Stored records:
- - - -

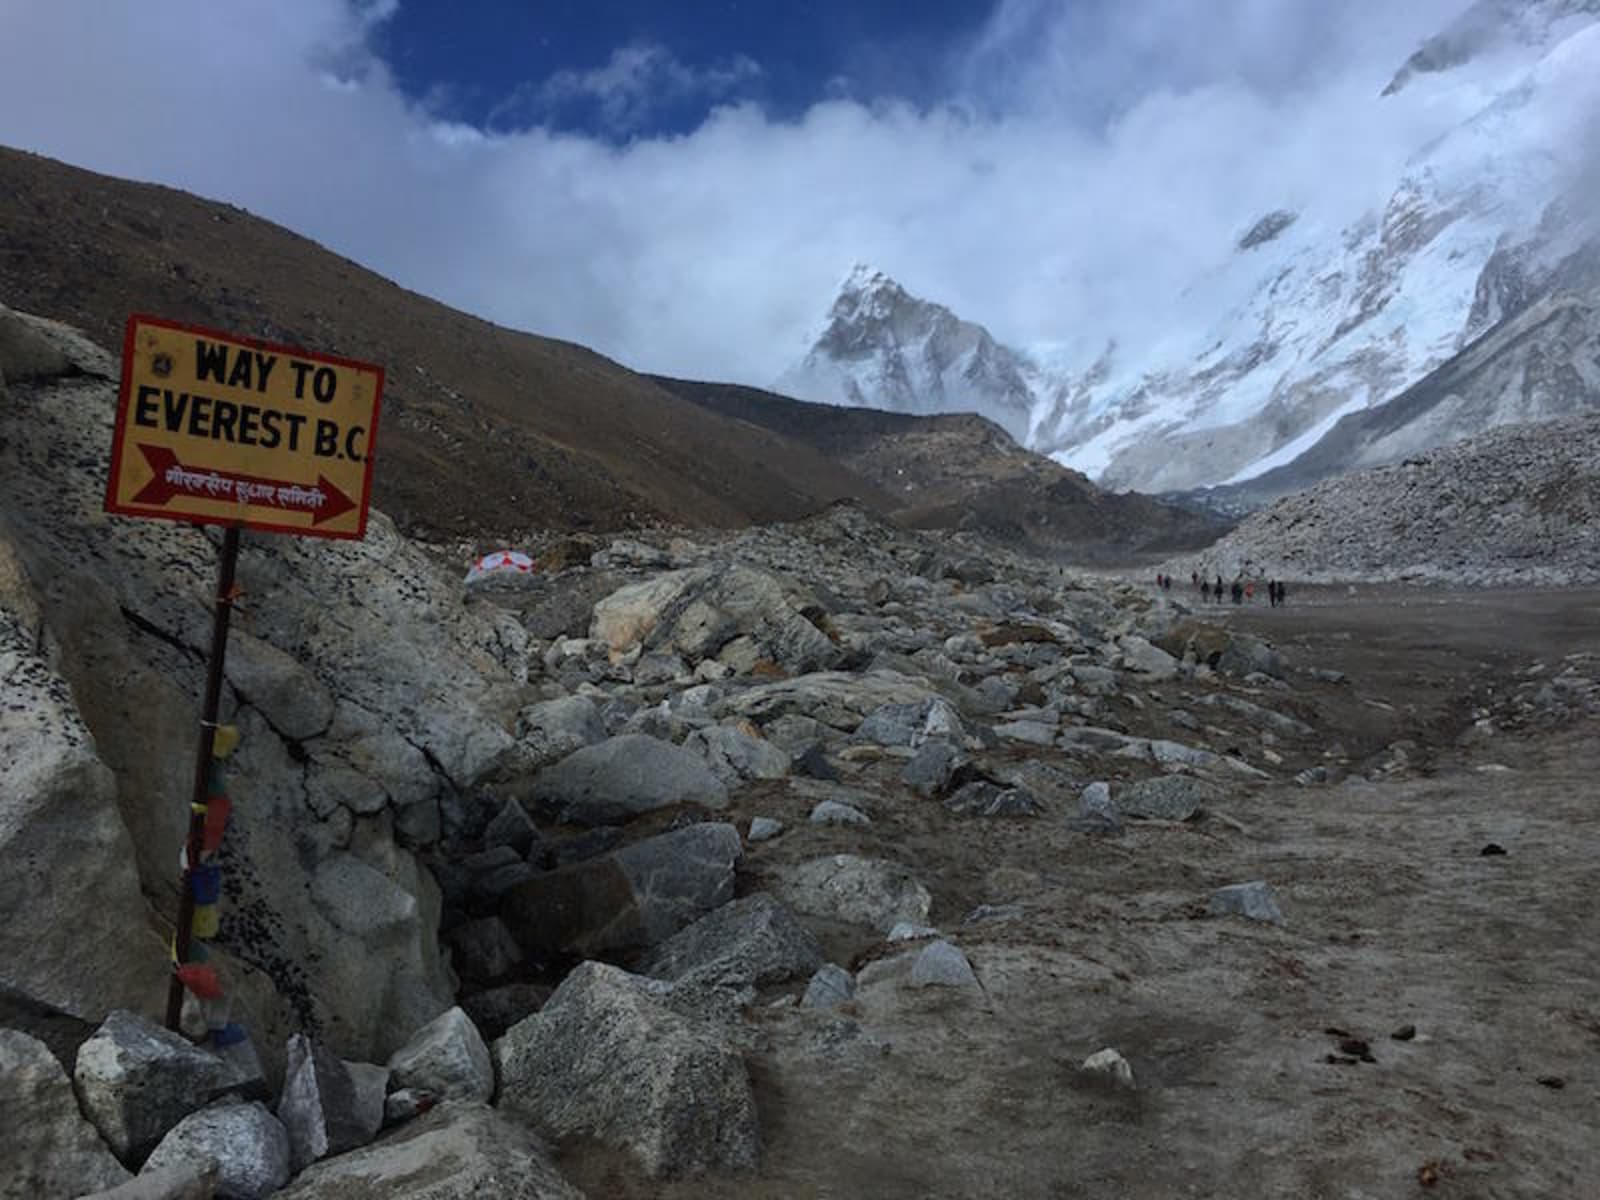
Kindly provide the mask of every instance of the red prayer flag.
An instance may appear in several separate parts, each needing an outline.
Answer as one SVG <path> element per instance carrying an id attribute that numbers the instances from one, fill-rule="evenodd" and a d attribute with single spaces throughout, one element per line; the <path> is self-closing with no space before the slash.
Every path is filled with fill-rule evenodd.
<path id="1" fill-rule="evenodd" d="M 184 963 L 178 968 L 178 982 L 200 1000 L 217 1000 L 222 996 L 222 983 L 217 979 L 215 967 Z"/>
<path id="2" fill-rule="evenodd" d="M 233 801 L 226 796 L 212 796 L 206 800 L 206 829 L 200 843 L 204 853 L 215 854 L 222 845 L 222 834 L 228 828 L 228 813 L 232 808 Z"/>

- - - -

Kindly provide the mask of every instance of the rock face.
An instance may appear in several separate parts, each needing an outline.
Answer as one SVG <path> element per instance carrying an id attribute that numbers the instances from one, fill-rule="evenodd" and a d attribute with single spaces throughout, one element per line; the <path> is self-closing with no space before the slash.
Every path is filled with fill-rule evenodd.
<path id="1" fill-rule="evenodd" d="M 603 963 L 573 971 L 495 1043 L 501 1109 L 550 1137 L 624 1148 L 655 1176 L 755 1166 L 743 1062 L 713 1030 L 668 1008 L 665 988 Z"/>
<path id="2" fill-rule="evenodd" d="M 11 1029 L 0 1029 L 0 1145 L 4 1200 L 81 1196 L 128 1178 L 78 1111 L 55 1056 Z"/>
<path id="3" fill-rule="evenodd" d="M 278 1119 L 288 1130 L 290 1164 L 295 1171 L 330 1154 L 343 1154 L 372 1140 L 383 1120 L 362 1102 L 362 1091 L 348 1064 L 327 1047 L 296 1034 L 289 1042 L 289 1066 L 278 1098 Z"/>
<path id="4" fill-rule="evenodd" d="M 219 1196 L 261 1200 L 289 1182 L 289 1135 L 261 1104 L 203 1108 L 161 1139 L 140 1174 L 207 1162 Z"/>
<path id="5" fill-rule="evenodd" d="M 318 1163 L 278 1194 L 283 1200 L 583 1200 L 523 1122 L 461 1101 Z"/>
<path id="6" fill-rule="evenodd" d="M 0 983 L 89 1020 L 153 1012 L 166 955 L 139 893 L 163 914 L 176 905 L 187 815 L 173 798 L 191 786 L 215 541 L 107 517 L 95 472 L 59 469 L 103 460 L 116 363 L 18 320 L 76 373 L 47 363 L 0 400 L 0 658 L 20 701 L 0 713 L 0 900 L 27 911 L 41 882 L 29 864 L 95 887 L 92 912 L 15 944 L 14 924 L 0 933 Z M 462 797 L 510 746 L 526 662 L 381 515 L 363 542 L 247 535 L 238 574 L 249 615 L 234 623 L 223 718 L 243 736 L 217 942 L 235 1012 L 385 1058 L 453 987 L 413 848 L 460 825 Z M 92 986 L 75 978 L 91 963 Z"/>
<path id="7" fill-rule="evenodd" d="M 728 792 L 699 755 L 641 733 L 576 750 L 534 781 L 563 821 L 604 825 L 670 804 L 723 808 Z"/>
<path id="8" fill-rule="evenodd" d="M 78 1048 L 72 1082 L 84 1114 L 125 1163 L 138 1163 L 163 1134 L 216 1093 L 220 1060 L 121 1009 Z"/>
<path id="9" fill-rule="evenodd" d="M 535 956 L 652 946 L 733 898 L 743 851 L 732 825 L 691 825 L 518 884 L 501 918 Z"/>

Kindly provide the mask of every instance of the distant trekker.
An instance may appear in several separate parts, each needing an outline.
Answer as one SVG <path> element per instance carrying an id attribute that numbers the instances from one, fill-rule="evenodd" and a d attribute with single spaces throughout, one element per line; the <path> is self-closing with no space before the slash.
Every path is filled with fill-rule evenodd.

- - - -

_Task objective_
Counting only lines that hold "Kindly", report how many there are in the records above, as a bare number.

_Task answer_
3